**Requirement**: Images are to be dropped; everything else in the entries below must be copied exactly.
== Data records
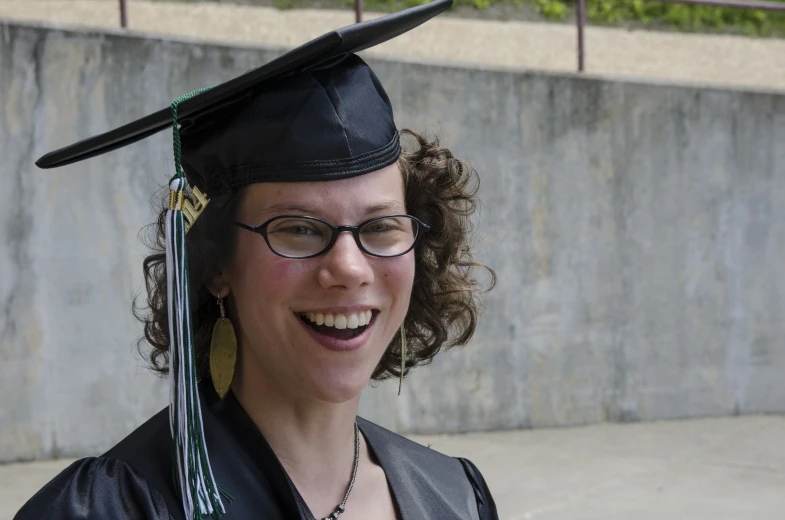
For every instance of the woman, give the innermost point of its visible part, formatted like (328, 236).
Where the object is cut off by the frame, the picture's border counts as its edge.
(326, 257)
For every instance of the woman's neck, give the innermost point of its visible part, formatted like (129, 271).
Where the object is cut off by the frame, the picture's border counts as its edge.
(313, 440)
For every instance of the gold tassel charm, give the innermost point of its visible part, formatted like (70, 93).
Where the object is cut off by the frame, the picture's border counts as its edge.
(403, 358)
(223, 353)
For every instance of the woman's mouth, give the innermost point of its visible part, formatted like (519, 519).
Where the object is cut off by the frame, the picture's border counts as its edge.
(339, 326)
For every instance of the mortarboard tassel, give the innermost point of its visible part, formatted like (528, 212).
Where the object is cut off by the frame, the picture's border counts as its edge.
(193, 474)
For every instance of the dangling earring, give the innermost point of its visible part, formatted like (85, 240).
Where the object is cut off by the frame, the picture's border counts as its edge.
(223, 353)
(403, 357)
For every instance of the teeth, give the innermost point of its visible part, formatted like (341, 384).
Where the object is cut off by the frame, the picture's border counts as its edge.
(340, 321)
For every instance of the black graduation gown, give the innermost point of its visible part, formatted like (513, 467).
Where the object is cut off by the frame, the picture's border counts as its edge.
(133, 480)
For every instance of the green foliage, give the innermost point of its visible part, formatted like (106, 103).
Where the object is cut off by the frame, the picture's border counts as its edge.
(617, 12)
(685, 17)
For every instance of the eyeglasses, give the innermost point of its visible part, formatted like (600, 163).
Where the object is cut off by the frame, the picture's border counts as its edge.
(292, 236)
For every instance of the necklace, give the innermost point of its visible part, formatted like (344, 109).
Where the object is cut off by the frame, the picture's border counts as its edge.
(342, 506)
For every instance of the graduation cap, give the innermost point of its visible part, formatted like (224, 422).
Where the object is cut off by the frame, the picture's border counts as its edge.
(315, 113)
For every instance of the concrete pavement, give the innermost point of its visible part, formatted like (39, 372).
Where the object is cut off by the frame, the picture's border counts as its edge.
(684, 58)
(713, 469)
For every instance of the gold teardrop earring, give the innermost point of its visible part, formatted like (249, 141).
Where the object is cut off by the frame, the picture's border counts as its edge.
(223, 352)
(403, 357)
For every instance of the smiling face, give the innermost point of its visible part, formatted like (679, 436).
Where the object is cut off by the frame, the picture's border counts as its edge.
(276, 303)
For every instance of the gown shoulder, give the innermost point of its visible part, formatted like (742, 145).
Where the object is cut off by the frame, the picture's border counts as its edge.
(96, 488)
(486, 507)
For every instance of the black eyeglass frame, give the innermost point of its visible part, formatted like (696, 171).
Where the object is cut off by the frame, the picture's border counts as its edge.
(261, 229)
====
**Answer box**:
For every instance of the woman, give the innermost point of its visible part, formatted like (328, 236).
Where the object is cut off by the frame, the picture's border counts as its edge.
(326, 257)
For every instance of the woman's neck, give the innermost point of its visible part, formatted like (129, 271).
Where the object is cut off by the frame, the picture's border counts as its edge.
(313, 440)
For every instance of the gold tassel charm, give the innermost point of its visible part, formatted like (70, 93).
Where the object is cut off by the frame, the picture's border counts as its edge.
(403, 358)
(223, 353)
For every instance of the woman's mouth, give the innermost point of its visible part, formatted like (519, 519).
Where the object is cut off by the frame, the picture's border counts as its edge.
(339, 326)
For every instance of the mortarboard tassel, give the innermost point of its visible part, formatted like (528, 212).
Where the object is cut off by the frame, the picture's border counts as its edge.
(193, 474)
For every instance of the dangling earring, give the innermost point of its visible part, formatted like (85, 240).
Where the object is cut off by the frame, the picture's border counts as its edge.
(223, 353)
(403, 357)
For every instance of the teeth, give the innermost point of its visible part, formatted like (341, 384).
Where the object is cut off by the frame, the picture's border counts as its edge.
(340, 321)
For every instance of the black graduation gown, give the innermost point of its visible part, formatted like (513, 467).
Where the object is cut off by the frame, the picture's border counts as its edge.
(133, 480)
For every instance of the green foliage, give the innermost point of its visible part, formatted like (106, 103).
Where the object is cut off by the frame, the picture's border counts as its edge.
(617, 12)
(685, 17)
For every instance of the eyeglasses, give the innermost point of its visible part, formatted like (600, 163).
Where the object is cut off by the frame, the picture's border counts as its edge.
(292, 236)
For every instance of the necklace, give the innermost point of its visible part, formatted like (344, 109).
Where the object is cut off by the frame, the picture's border counts as its edge.
(342, 506)
For every instance of the graduation cap, give the innermost point of its visible part, formatted like (224, 422).
Where the object is cut off by the frame, the picture's border counts as its edge.
(315, 113)
For every instance of the concrete pavement, give the innermost point of its visible part, formatted like (39, 372).
Where the object is cut off by the frame, the picture's border counts as its edge.
(684, 58)
(713, 469)
For every instance of the gold teardrop earring, give the innermost point of its visible part, formatted like (249, 141).
Where the object is cut off by the frame, the picture's border counts as its edge.
(223, 352)
(403, 357)
For every instance of the smiling face, give the innermost point of its visible part, formatted like (679, 436).
Where the object is cut off by the frame, the picture's border counts as its edge.
(276, 303)
For every instance of the gown shoulder, give the innermost point of its visible part, formatted like (742, 145).
Where the object is cut off by the frame, the picture's border counts as its edge.
(96, 488)
(486, 507)
For every instance of the black eyeglass frame, give the innermost point of its visible part, formatted like (696, 171).
Where the object is cut off by the frame, the picture's border counts as its edge.
(261, 229)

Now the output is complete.